Professionelle Hundefänger verdienen sich eine goldene Nase. Bellos, die nicht gleich an Ort und Stelle massakriert werden, landen in den „Sheltern“, um daselbst nach einer bestimmten Frist abgemurkst zu werden. Nur in den seltensten Fällen gelingt es, ein neues Herrchen oder Frauchen zu finden. Dafür sind es viel zu viele Tiere. Die öffentlichen Zwinger sind hoffnungslos überfüllt, die privat betriebenen eine Geldmaschine. Hier geht es noch brutaler zu. Das Grauen erlangt hier ein unvorstellbares Ausmaß. Damit genug Platz bleibt für Neuankömmlinge, werden die Futterrationen so lange verringert, bis die Tiere sich selbst gegenseitig zu Tode beißen, berichtet die Tierschützerin Angie Dingeldein: http://politropolis.wordpress.com/2013/12/11/aktivistin-angie-uber-den-tierschutz-und-die-situation-in-rumanien/
Medikamente, um die Hunde einzuschläfern, sind (zu) teuer. Das dafür bestimmte Geld landet zumeist sowieso in ganz anderen Taschen. Es ist preiswerter, die Opfer einfach tot zu prügeln. Oder man ersäuft sie, verpasst ihnen Essigspritzen ins Herz, von dem das Personal oft genug gar nicht weiß, wo es sich genau befindet.
Instrumentaliserte Medien
Die Presse in Rumänien, ob Printmedien oder televisionär gestrickt, ist Interessen gesteuert, aber keinesfalls unabhängig, und schon gar nicht neutral und objektiv. Sie singt das Lied derer, von denen sie bezahlt wird, das Lied von Wirtschaftsunternehmen, die die Umwelt ohne Rücksicht auf Verluste ausbeuten, oder sie trällert die Partitur der staatlichen Administration, von der sie erfolgreich instrumentalisiert worden ist. „Informationen“ aus diesen Kanälen sind mit Vorsicht zu genießen. Bei uns zwischen Kiel und Konstanz, Aachen und Görlitz, im medialen Network des Deutsch-Michels, ist es nicht viel anders. Vielleicht sind die spärlichen Reportagen und Berichte darüber auch einer gewissen vertrauensseligen Blauäugigkeit geschuldet. Aber sie entsprechen wohl eher nicht den tatsächlichen Begebenheiten vor Ort.

━━━━━━━━

» **Zu erledigende Aufgaben**
1. Wie wird laut Lesetext in den privat betriebenen Zwingern Platz für Neuankömmlinge geschaffen?
2. Gib den Abschnitt des Lesetextes von „Instrumentaliserte Medien“ bis einschließlich „Begebenheiten vor Ort.“ wortgetreu wieder.

━━━━━━━━

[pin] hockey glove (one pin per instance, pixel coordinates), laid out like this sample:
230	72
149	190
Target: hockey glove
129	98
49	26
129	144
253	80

━━━━━━━━

» **Lösungen**
1. Die Futterrationen werden so lange verringert, bis die Tiere sich gegenseitig zu Tode beißen.

2.
Instrumentaliserte Medien
Die Presse in Rumänien, ob Printmedien oder televisionär gestrickt, ist Interessen gesteuert, aber keinesfalls unabhängig, und schon gar nicht neutral und objektiv. Sie singt das Lied derer, von denen sie bezahlt wird, das Lied von Wirtschaftsunternehmen, die die Umwelt ohne Rücksicht auf Verluste ausbeuten, oder sie trällert die Partitur der staatlichen Administration, von der sie erfolgreich instrumentalisiert worden ist. „Informationen“ aus diesen Kanälen sind mit Vorsicht zu genießen. Bei uns zwischen Kiel und Konstanz, Aachen und Görlitz, im medialen Network des Deutsch-Michels, ist es nicht viel anders. Vielleicht sind die spärlichen Reportagen und Berichte darüber auch einer gewissen vertrauensseligen Blauäugigkeit geschuldet. Aber sie entsprechen wohl eher nicht den tatsächlichen Begebenheiten vor Ort.